Article -
····················
Mattia Busato

Personal information
- Born: 2 February 1993 (age 33)

Sport
- Country: Italy
- Sport: Karate
- Events: Individual kata; Team kata;

Medal record
Men's karate
Representing Italy
World Championships
| Bronze medal – third place | 2016 Linz | Team kata |
| Bronze medal – third place | 2018 Madrid | Individual kata |
| Bronze medal – third place | 2021 Dubai | Individual kata |
| Bronze medal – third place | 2021 Dubai | Team kata |
European Games
| Silver medal – second place | 2015 Baku | Individual kata |
| Bronze medal – third place | 2019 Minsk | Individual kata |
| Bronze medal – third place | 2023 Kraków-Małopolska | Individual kata |
European Championships
| Gold medal – first place | 2014 Tampere | Individual kata |
| Gold medal – first place | 2026 Frankfurt | Team kata |
| Silver medal – second place | 2014 Tampere | Team kata |
| Silver medal – second place | 2015 Istanbul | Team kata |
| Silver medal – second place | 2017 İzmit | Team kata |
| Silver medal – second place | 2023 Guadalajara | Individual kata |
| Silver medal – second place | 2025 Yerevan | Team kata |
| Bronze medal – third place | 2015 Istanbul | Individual kata |
| Bronze medal – third place | 2016 Montpellier | Individual kata |
| Bronze medal – third place | 2017 İzmit | Individual kata |
| Bronze medal – third place | 2018 Novi Sad | Individual kata |
| Bronze medal – third place | 2019 Guadalajara | Individual kata |
| Bronze medal – third place | 2021 Poreč | Individual kata |
| Bronze medal – third place | 2022 Gaziantep | Individual kata |
| Bronze medal – third place | 2022 Gaziantep | Team kata |
| Bronze medal – third place | 2023 Guadalajara | Team kata |
| Bronze medal – third place | 2024 Zadar | Team kata |

= Mattia Busato =

Italian karateka (born 1993)

Mattia Busato (born 2 February 1993) is an Italian karateka. He is a four-time bronze medalist at the World Karate Championships. He is also the gold medalist in the men's individual kata event at the 2014 European Karate Championships held in Tampere, Finland.

Busato represented Italy at the 2020 Summer Olympics in Tokyo, Japan. He competed in the men's kata event.
····················
Data records -
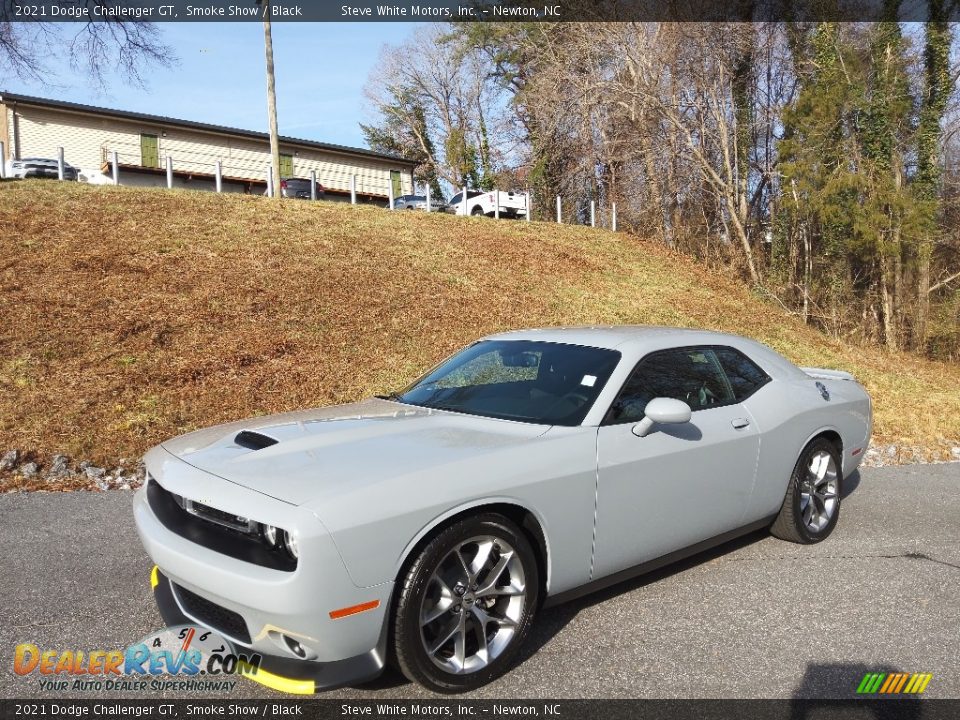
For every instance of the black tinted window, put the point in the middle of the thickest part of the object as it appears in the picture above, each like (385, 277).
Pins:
(744, 375)
(692, 375)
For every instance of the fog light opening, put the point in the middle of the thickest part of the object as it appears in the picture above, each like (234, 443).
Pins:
(295, 647)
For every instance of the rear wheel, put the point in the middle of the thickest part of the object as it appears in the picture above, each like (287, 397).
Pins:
(466, 605)
(811, 507)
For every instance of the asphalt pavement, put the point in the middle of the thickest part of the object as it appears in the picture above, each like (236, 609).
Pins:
(756, 618)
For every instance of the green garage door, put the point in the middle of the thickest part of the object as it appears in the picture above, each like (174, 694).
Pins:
(149, 151)
(395, 182)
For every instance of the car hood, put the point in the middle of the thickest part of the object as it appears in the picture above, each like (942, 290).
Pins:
(329, 450)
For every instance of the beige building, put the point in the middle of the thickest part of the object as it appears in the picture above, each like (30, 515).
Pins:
(37, 127)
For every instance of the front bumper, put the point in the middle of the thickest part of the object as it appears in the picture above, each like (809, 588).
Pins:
(264, 609)
(299, 677)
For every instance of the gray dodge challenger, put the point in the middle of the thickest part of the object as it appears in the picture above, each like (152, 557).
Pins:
(427, 527)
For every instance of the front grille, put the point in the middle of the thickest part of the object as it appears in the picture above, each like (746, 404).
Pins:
(215, 616)
(241, 544)
(235, 522)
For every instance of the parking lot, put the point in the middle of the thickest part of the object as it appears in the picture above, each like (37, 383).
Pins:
(755, 618)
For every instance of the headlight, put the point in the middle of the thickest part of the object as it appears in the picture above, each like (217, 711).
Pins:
(291, 544)
(269, 534)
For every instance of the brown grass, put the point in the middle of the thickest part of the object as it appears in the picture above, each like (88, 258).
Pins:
(128, 316)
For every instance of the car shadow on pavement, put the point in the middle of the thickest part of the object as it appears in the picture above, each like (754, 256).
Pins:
(850, 484)
(825, 690)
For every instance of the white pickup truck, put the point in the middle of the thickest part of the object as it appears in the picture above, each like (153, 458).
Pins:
(480, 202)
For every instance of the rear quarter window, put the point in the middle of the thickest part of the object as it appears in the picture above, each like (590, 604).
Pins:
(745, 376)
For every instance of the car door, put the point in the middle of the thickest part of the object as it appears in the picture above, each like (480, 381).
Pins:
(680, 484)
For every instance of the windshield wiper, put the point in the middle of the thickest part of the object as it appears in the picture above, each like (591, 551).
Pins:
(389, 396)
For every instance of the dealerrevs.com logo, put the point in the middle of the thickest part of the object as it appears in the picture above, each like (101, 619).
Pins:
(196, 658)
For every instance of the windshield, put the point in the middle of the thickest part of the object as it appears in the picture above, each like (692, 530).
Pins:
(537, 382)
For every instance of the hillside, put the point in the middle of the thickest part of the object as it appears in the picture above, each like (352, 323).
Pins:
(132, 315)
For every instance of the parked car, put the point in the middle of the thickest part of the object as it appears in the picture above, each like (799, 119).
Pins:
(40, 168)
(479, 202)
(534, 465)
(419, 202)
(93, 177)
(298, 188)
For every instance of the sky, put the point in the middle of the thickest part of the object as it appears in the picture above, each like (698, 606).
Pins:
(321, 69)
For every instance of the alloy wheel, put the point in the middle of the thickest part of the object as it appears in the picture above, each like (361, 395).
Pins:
(473, 604)
(818, 491)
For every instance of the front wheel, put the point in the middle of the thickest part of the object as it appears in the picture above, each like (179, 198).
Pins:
(812, 504)
(466, 605)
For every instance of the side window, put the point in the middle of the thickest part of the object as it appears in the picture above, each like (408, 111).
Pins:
(744, 375)
(693, 375)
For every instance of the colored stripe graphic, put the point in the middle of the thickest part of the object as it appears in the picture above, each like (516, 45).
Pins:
(894, 683)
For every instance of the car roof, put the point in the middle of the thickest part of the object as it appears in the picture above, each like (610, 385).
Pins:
(637, 340)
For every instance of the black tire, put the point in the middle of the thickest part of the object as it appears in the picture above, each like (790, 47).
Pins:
(419, 589)
(790, 524)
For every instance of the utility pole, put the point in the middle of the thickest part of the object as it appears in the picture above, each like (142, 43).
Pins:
(271, 98)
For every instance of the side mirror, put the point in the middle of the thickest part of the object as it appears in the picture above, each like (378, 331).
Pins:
(662, 411)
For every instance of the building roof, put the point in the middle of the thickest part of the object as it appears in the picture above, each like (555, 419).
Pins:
(191, 125)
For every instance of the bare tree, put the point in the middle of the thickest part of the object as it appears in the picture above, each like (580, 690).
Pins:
(95, 48)
(433, 89)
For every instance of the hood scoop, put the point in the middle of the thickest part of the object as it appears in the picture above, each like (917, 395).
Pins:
(254, 440)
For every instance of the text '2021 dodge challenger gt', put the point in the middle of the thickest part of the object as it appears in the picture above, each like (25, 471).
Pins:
(428, 526)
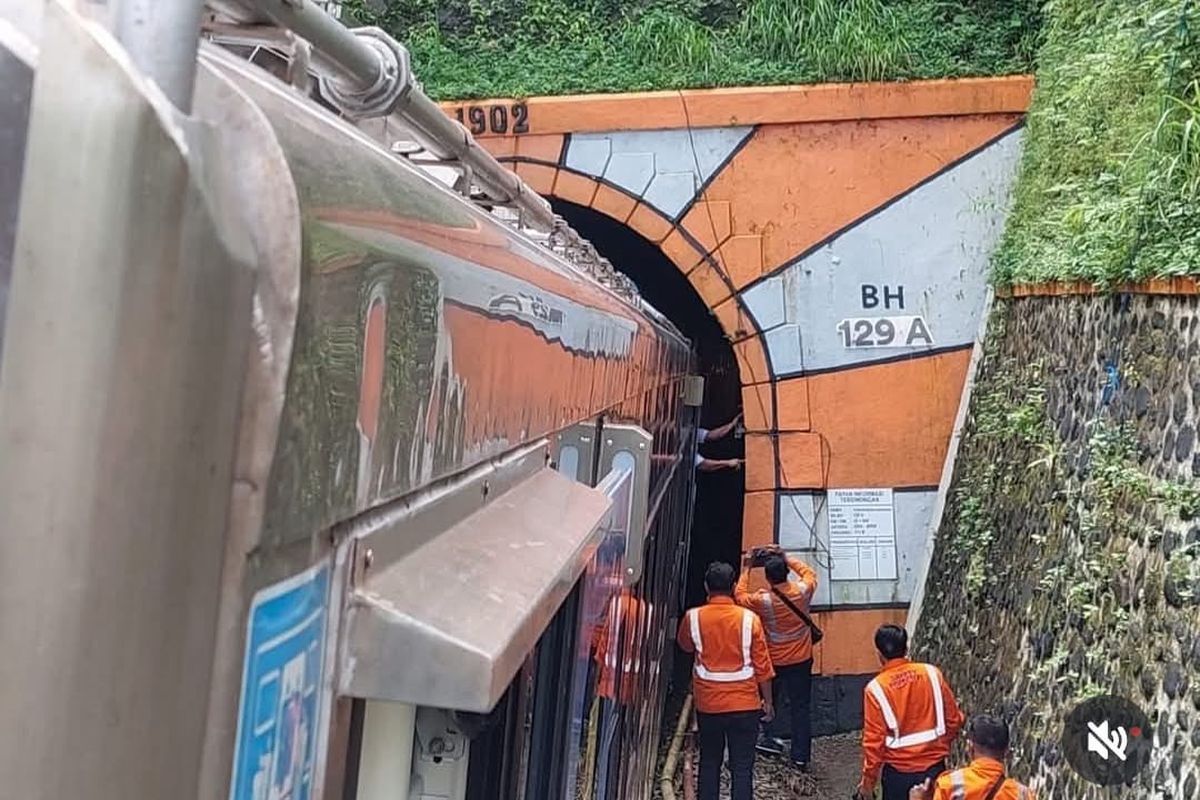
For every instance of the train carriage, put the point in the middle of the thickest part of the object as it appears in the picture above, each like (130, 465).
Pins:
(319, 477)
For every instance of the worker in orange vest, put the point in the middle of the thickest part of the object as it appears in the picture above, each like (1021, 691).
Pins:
(910, 720)
(984, 777)
(783, 609)
(731, 683)
(624, 611)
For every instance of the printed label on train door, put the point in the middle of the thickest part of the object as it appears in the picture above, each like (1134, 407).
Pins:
(277, 719)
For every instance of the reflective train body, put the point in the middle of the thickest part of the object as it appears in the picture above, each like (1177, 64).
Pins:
(316, 479)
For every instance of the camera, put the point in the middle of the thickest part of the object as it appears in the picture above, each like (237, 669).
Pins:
(759, 555)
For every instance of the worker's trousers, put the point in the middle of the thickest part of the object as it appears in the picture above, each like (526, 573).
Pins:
(737, 731)
(796, 680)
(897, 783)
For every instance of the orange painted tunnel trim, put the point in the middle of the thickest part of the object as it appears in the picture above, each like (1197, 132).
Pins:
(769, 104)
····················
In the article on Mattia Busato, which Summer Olympics did he compete in for Italy? The material isn't needed for this exercise.

Result of the exercise - The 2020 Summer Olympics in Tokyo, Japan.